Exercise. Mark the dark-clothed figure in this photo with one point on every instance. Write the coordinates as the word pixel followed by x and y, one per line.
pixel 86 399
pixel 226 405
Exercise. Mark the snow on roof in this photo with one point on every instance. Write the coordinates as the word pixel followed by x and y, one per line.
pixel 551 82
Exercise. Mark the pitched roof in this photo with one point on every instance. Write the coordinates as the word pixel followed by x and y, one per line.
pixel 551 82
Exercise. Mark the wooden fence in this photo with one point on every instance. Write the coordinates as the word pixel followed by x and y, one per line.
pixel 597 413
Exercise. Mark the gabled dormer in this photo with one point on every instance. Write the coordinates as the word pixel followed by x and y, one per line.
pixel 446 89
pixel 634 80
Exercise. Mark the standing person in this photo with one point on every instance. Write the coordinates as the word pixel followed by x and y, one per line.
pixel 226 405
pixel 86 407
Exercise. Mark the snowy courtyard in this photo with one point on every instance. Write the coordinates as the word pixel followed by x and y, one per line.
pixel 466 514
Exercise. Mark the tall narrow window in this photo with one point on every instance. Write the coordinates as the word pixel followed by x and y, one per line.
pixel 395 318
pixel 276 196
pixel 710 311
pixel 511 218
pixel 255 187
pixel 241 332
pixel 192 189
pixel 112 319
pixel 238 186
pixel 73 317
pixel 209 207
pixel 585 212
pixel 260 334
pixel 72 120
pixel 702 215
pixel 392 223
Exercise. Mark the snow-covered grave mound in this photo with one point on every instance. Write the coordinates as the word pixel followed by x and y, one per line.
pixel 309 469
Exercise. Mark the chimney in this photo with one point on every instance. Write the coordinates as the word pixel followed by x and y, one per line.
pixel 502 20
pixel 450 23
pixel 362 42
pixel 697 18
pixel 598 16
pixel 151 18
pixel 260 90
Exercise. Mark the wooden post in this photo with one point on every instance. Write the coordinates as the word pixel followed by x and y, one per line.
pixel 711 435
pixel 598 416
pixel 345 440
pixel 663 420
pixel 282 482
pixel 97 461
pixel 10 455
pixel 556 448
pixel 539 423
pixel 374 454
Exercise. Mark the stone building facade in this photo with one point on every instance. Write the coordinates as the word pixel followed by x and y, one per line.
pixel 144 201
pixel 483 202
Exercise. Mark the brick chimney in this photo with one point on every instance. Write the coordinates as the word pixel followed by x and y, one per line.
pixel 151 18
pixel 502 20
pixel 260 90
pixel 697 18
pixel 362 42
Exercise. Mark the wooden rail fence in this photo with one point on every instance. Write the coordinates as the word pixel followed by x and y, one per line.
═══
▶ [What to produce]:
The lines to set down, exactly and with both ends included, run from the one containing "Exercise. Mark the brick" to the last line of the data above.

▶ [Answer space]:
Exercise. Mark the brick chimney in this photo with one point on every instance. Write the coordinates as the word pixel followed by x and y, one per line.
pixel 151 18
pixel 502 20
pixel 260 90
pixel 697 18
pixel 362 42
Exercise. Mark the wooden rail fence in this photo with one point on every instance. Write the coordinates as the word pixel followed by x and y, one per line.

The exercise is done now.